» AIM 1
Echo the passage comparing Alcoholics Anonymous with the Bible word for word, from "However, there are" to "or change lives.".
[BEGIN PROVIDED PASSAGE]
How does Alcoholics Anonymous compare with the Bible?Question: "How does Alcoholics Anonymous compare with the Bible?"
Answer: Alcoholics Anonymous (AA) was founded in 1935 by Bill Wilson and Dr. Bob Smith of Akron, Ohio. Wilson and Smith developed AA’s Twelve Step Program of spiritual and character development, which they believed was the key to breaking the bondage to alcohol. Several of the Twelve Steps refer to God or a “higher Power” whose assistance is sought in order to free oneself from alcohol addiction. Also, the wording of many of the Steps is reminiscent of biblical principles. So, in this sense, the tenets of Alcoholics Anonymous do compare with the Bible.
However, there are significant differences in the Steps to recovery from alcohol addiction and the biblical “steps” to recovery from the nature that is the root cause of all sinful behavior, including alcoholism. First, the concept of God in AA is not the biblical teaching of Yahweh, the one true God, Creator, and Redeemer. God, according to Alcoholics Anonymous, is “a Power greater than ourselves” (Step 2), but “God” is whatever the alcoholic “understands Him to be” (Steps 3 and 11). This could just as easily refer to a mystical experience, the Hindu god Vishnu, the Muslim god Allah, the god of self, or any number of other false gods that have no power to save or change lives.
Furthermore, while the behaviors required of the alcoholic are also reminiscent of coming to God by faith through Christ, they fall far short of actually being in line with biblical truths. Confession (Steps 1, 5, 8, 9) is not of sin and the need for a Savior (Romans 3:10-18; 5:8), but rather a recognition of having done harm to the alcoholic himself and to others. God, as the alcoholic understands him/her, is asked to remove “defects of character” (Step 6) and “shortcomings” (Step 7). The Bible is clear that sin is not simply a shortcoming or character defect, but a fatal wound which is only cured by the blood of Christ shed on our behalf (Ephesians 2:1-5).
[END PROVIDED PASSAGE]
[BEGIN MATERIAL TO PROCESS]
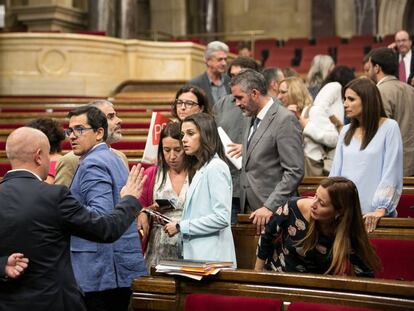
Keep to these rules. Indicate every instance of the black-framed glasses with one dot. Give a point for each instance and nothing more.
(186, 103)
(77, 131)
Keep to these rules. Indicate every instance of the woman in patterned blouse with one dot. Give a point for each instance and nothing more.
(324, 234)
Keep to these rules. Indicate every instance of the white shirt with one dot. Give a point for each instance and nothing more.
(25, 170)
(261, 114)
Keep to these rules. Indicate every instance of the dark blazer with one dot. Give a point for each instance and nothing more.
(3, 261)
(273, 164)
(203, 82)
(37, 219)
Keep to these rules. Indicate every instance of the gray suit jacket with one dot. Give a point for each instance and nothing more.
(273, 165)
(203, 82)
(398, 99)
(231, 119)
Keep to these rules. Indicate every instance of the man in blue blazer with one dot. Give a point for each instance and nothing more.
(38, 219)
(214, 80)
(273, 160)
(103, 271)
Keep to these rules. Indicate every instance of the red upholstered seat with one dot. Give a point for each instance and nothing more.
(207, 302)
(397, 257)
(405, 206)
(307, 306)
(121, 145)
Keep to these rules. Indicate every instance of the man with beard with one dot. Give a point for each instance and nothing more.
(273, 160)
(66, 165)
(397, 98)
(103, 271)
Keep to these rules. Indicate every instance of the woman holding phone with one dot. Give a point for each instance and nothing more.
(205, 223)
(167, 182)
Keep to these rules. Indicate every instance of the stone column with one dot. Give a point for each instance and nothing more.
(102, 16)
(49, 15)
[END MATERIAL TO PROCESS]
» AIM 2
Duplicate every one of the records above, all lines with their points, without any change, and leave the pictures out of your answer.

» FULL ANSWER 1
However, there are significant differences in the Steps to recovery from alcohol addiction and the biblical “steps” to recovery from the nature that is the root cause of all sinful behavior, including alcoholism. First, the concept of God in AA is not the biblical teaching of Yahweh, the one true God, Creator, and Redeemer. God, according to Alcoholics Anonymous, is “a Power greater than ourselves” (Step 2), but “God” is whatever the alcoholic “understands Him to be” (Steps 3 and 11). This could just as easily refer to a mystical experience, the Hindu god Vishnu, the Muslim god Allah, the god of self, or any number of other false gods that have no power to save or change lives.

» FULL ANSWER 2
Keep to these rules. Indicate every instance of the black-framed glasses with one dot. Give a point for each instance and nothing more.
(186, 103)
(77, 131)
Keep to these rules. Indicate every instance of the woman in patterned blouse with one dot. Give a point for each instance and nothing more.
(324, 234)
Keep to these rules. Indicate every instance of the white shirt with one dot. Give a point for each instance and nothing more.
(25, 170)
(261, 114)
Keep to these rules. Indicate every instance of the dark blazer with one dot. Give a point for each instance and nothing more.
(3, 261)
(273, 164)
(203, 82)
(37, 219)
Keep to these rules. Indicate every instance of the gray suit jacket with one dot. Give a point for each instance and nothing more.
(273, 165)
(203, 82)
(398, 99)
(231, 119)
Keep to these rules. Indicate every instance of the man in blue blazer with one dot. Give a point for each instance and nothing more.
(38, 219)
(214, 80)
(273, 160)
(103, 271)
Keep to these rules. Indicate every instance of the red upholstered seat with one dot. Give a point for each instance and nothing more.
(207, 302)
(397, 257)
(405, 206)
(307, 306)
(121, 145)
Keep to these rules. Indicate every instance of the man with beard with one dot. Give a point for each instance and nothing more.
(273, 160)
(66, 165)
(397, 98)
(103, 271)
Keep to these rules. Indicate every instance of the woman holding phone with one dot. Give a point for each instance and nothing more.
(205, 223)
(167, 182)
Keep to these rules. Indicate every instance of the stone column with one dot. Give a point for each instance and nothing more.
(102, 16)
(49, 15)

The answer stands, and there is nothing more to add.